▸ **PASSAGE SHOWN**:
Top 5 leadership skills: Insights perspective

Endless research exists on what it takes to be a great leader. It’s often geared to large corporations with shareholders and thousands of employees to lead.  

But of course, influential effective leaders are needed in a host of settings and types of organisations, from global, profit-focused tech to cause-driven charities of all sizes, and even complex public sector teams. 

In this article, we consider close-up what we, as humans who show up for work each day, instinctively need from our leaders.  

We zoom in on the human aspect of how great leaders make people feel and how to get the best from the colleagues we lead.   

Perhaps only a few of us ever actually experience leaders who have the full suite qualities and skills we’ll explore, but that’s OK, because we believe there’s always room for professional development and growth…


With leadership, humanity comes first 

It's possible that different personality types might respond differently when asked what they like and respect in a leader.  

‘Thinking’ types (those who, in Insights Discovery language, lead with Fiery Red and Cool Blue energies) may instinctively cite vision, goal-setting, and decision-making qualities as being most important to them.  

For those who lead with ‘Feeling’ colour energies (Earth Green and Sunshine Yellow), qualities relating to collaboration, the ability to nurture, and exhibit fairness and kindness will be high on the list.  

We might also have different answers 30 years after we started our careers. Perspective and experience may teach us that we don’t want or need from a leader what we once thought we did.  

But the basics of how we like to be led are unlikely to pivot dramatically. When we strip it back, we humans have some pretty basic needs at work, even if we’ve never stopped to analyse it. We all appreciate certain ‘essentials’ in our leadership mix. 


Leadership qualities we need at work

Most of us probably agree that ‘at work’, we would like: 

  • to be clear about what’s expected of us and what difference our contribution will make
  • to understand the bigger picture of why we’re doing what we do, and why that matters to the future of the organisation we’ve chosen to be part of
  • to be able to trust our leaders to protect us, and to be decisive and solve problems with conviction and with empathy, especially during times of disruption
  • to be heard: to be asked how we are, appreciated for the unique skills mix we bring and what else we might need to do the job well
  • to feel inspired to work and encouraged to do well without undue pressure, threats or conflict (if this resonates, read our take on why leadership must embrace psychological safety in the workplace here)  

Let’s dive in and explore the five top leadership skills that we think are most likely to create a motivated, fired-up team… 


Leadership quality #5 - Courage 

Leadership can be incredibly challenging. It takes courage and resilience to take calculated risks and difficult decisions with conviction, over and over again as circumstances change. It takes courage to be accountable for those decisions and their impact.  

When things don’t go to plan, it perhaps takes even more courage to admit your mistakes and adjust the course. Troubleshooting, crisis management and problem-solving are, for many (not all!) personality types, deeply uncomfortable parts of the job. But the reality is that people look to you for answers in seemingly impossible situations, and they want to trust your decisions. This includes calling out unacceptable behaviour that doesn’t sit with your organisation’s core values.

▸ **DATA LINES**:
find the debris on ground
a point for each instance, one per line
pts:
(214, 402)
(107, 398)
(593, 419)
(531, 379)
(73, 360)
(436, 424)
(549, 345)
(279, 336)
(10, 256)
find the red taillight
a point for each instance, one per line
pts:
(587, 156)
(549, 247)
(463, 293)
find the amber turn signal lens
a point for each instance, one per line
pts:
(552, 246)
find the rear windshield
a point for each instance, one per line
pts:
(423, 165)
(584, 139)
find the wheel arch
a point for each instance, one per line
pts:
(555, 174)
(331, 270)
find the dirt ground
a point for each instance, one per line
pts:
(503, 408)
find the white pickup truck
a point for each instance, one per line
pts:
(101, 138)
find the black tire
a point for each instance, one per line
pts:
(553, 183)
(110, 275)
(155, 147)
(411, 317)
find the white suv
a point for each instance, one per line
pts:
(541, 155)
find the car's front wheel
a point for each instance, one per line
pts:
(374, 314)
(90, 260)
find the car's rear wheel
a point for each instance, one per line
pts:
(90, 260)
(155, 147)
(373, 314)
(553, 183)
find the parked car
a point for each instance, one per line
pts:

▸ **WRITTEN PROBLEM A**:
Translate this sentence from the leadership article into Spanish: "Leadership can be incredibly challenging."
▸ **WRITTEN PROBLEM B**:
In the leadership article, which two colour energies do 'Thinking' types lead with in Insights Discovery language?
▸ **WRITTEN PROBLEM C**:
Continue the article on leadership skills from its last sentence.

▸ **REPLY A**:
El liderazgo puede ser increíblemente desafiante.

▸ **REPLY B**:
Fiery Red and Cool Blue.

▸ **REPLY C**:
Leadership quality #4 - Stability….with adaptability!  

No-one actively seeks a volatile, changeable, temperamental leader… 

Plenty exist, and certainly we all have bad days, but most of us prefer leaders who, even if they keep us on our toes, don’t generally make us feel on edge. A calm, stable, guiding presence is probably more conducive to getting the best from teams than inconsistency or ego-led decisions and behaviour. Not everyone’s default approach is ‘calm and considered’, of course, but it helps to have an awareness of how unsettling stressful unpredictability or impulsiveness can feel for others. 

Regardless of which colour energy they might lead with, effective leaders are able to adapt and flex under pressure without creating drama, and make allowances for inevitable changing environments and shifting goalposts with ease. Trust reappears here again as a central theme. People want to feel that you’ll act in their best interests while steering the organisation to success. 


Leadership Quality #3 - Collaboration 

This one is multi-faceted! Great collaborative skills involve active listening, strong communication skills (again), a genuine interest in relationship-building and ideally, the gift of being able to motivate and inspire others. Central to this is the ability to build trust and make yourself available to the people committed to delivering the vision alongside you.

However much of a diary challenge it may seem, people appreciate a leader’s generosity with their time and a willingness to share expertise. It pays to be a good listener to all opinions (not just the loudest), and to be able to facilitate a group discussion with equity.  

Empowering a team means creating a culture where they feel comfortable enough to come to you with ideas and offer their opinions. They may do things differently to you, so it’s important to be open to and understanding of that. The same goes for giving colleagues enough freedom and creative space to deliver in a way that suits their preferences and energy, rather than micro-managing.  

Being a good leader is also about removing barriers. If your team tells you they need something, whether it’s more time or resources, be ready to remove that barrier so they can get on with the job. 

And let’s not forget kindness and nurture. A collaborative, emotionally intelligent leader knows how to give praise, and keeps an eye on colleagues’ wellbeing. Teams want reassurance that their leader thinks about and checks on their wellbeing, makes sure they’re taking holidays and are all being treated equally. In a smaller organisation without an HR function, it could be as simple as ensuring that vital team admin is always under control, guidelines are created and followed and professional development and training is top of mind. 

Skill-spotting and skill-nurturing are key parts of the leader mix. So is the ability to assemble a team of varied talents that create and contribute to the organisational vision and purpose…and deploy tasks effectively.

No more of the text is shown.